_AUFGABE A:_
Schreibe aus den Datensätzen den Abschnitt ab, der mit der Zeile beginnt, die „target: wet sand“ enthält, und mit der Zeile endet, die „POLYGON ((271 297, 208“ enthält, beide eingeschlossen, ohne etwas zu verändern.

_VORLIEGENDER TEXT:_

━━━━━━━━━━━━━━━━━━━━━━━━━━━━━━

Ende der Arbitragegerichte

Recht Russland

Das russische Gerichtssystem besteht bislang, neben dem Verfassungsgericht, aus zwei Gerichtszweigen: den ordentliche Gerichten, zuständig für Zivil- und Strafsachen, und den Arbitragegerichten. Grundlage hierfür sind die Art. 126 und 127 der Verfassung, in denen die Differenzierung zwischen den ordentlichen Gerichten und den Arbitragegerichten festgelegt wird. Die Arbitragegerichte sind zuständig für die Lösung von wirtschaftlichen Streitigkeiten, die sich sowohl aus zivilrechtlichen als auch aus verwaltungsrechtlichen Sachverhalten ergeben können. Entwickelt hat sich dieser Gerichtszweig aus der ‚Gosarbitrazh‘ sowjetischer Prägung, die die Aufgabe hatten, Streitigkeiten zwischen Staatsunternehmen im Zuge der Ausführung der staatlichen Wirtschaftspläne zu lösen. Daraus ergab sich nach der Anerkennung als einem eigenständigen Gerichtszweig eine an die Qualität der Parteien anknüpfende Zuständigkeit für Streitigkeiten zwischen Unternehmen bzw. juristischen Personen. Diese Differenzierung anhand der Parteien gilt noch heute. Sie wurde aber weiterentwickelt in Richtung auf eine Zuständigkeit in wirtschaftlichen Streitigkeiten, die in bestimmten Fällen auch Privatpersonen offen steht. Spezialisierte Verwaltungsgerichte gibt es daneben bislang nicht.

Am 7.Oktober 2013 hatte der Präsident einen Gesetzentwurf in die Duma eingebracht, der eine Aufhebung des Art. 127 Verfassung, der das Oberste Arbitragegericht nennt, und eine Änderung des Art. 126 der Verfassung der Gestalt zum Inhalt hat, dass das Oberste Gericht auch für wirtschaftliche und verwaltungsrechtliche Streitigkeiten zuständig sein soll.

In den Erläuterungen zum Gesetzentwurf wurden als Gründe für die Reform die Ziele der Wahrung der Einheitlichkeit der Rechtsprechung genannt und die Vermeidung von Fällen, in denen es wegen unklarer Zuständigkeiten zu einer Verweigerung des gerichtlichen Schutzes kommt.

Da es sich hierbei um ein verfassungsänderndes Gesetz handelt, bedarf es nach Art. 136 Verfassung neben der Zustimmung der Duma, die Ende Dezember erfolgte, der Billigung von mindestens 2/3 der Parlamente der Subjekte. Dieses Verfahren läuft derzeit.

━━━━━━━━━━━━━━━━━━━━━━━━━━━━━━

_VORLIEGENDE DATENSÄTZE:_
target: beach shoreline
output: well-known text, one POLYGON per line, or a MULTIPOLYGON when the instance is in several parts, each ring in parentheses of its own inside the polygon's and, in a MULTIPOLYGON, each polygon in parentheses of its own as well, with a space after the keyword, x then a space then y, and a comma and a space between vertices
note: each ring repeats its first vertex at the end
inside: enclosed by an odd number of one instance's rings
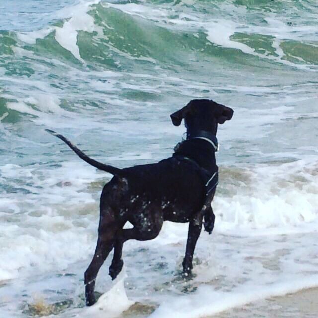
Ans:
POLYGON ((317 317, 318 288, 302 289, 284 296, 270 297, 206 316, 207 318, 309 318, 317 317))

━━━━━━━━━━━━━━━━━━━━━━━━━━━━━━

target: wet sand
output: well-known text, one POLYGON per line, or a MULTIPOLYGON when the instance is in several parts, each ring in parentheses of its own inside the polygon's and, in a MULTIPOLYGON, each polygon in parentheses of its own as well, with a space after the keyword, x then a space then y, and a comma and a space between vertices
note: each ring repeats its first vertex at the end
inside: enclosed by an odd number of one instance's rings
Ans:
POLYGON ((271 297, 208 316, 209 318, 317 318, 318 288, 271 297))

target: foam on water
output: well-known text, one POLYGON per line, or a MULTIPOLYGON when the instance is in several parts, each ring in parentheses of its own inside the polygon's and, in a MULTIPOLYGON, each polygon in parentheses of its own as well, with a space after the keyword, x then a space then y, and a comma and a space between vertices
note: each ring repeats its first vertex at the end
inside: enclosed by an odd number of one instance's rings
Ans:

━━━━━━━━━━━━━━━━━━━━━━━━━━━━━━

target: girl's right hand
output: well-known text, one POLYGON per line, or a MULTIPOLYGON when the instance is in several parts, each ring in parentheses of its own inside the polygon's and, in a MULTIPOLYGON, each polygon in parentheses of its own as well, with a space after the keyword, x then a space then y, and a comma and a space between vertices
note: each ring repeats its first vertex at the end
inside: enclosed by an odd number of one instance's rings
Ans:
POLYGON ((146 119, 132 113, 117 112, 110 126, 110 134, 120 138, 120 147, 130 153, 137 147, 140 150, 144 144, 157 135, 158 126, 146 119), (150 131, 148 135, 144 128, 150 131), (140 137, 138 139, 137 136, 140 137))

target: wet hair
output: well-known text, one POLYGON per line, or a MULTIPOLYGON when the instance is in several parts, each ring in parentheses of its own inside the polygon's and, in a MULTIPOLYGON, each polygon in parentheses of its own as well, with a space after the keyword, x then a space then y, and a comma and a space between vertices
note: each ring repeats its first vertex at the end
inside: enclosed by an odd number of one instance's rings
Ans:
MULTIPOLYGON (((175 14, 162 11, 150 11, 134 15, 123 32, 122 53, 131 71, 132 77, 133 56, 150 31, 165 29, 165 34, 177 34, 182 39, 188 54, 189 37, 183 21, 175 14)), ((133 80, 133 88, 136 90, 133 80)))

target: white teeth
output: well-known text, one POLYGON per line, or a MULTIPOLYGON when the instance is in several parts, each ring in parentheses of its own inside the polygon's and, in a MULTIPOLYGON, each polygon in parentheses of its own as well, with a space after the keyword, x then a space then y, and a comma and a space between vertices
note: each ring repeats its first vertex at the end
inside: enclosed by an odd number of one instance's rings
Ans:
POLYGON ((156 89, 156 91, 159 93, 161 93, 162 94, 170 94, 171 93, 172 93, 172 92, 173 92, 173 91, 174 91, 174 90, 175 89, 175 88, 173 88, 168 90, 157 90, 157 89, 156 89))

━━━━━━━━━━━━━━━━━━━━━━━━━━━━━━

_AUFGABE B:_
Liste alle Artikel der Verfassung auf, die im Text über die russischen Arbitragegerichte genannt werden.

_ERGEBNIS A:_
target: wet sand
output: well-known text, one POLYGON per line, or a MULTIPOLYGON when the instance is in several parts, each ring in parentheses of its own inside the polygon's and, in a MULTIPOLYGON, each polygon in parentheses of its own as well, with a space after the keyword, x then a space then y, and a comma and a space between vertices
note: each ring repeats its first vertex at the end
inside: enclosed by an odd number of one instance's rings
Ans:
POLYGON ((271 297, 208 316, 209 318, 317 318, 318 288, 271 297))

_ERGEBNIS B:_
Art. 126, Art. 127, Art. 136